• TRY IT:
How many lines below hold "fallen"? Answer with only the number.

START ENTRIES PROVIDED

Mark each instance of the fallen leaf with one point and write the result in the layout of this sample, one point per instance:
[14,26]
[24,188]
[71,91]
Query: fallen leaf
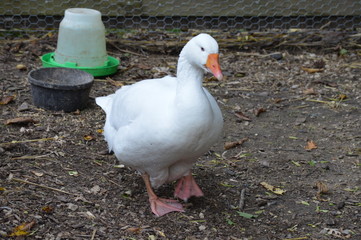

END ENTRIES PROVIDED

• WRITTEN SOLUTION:
2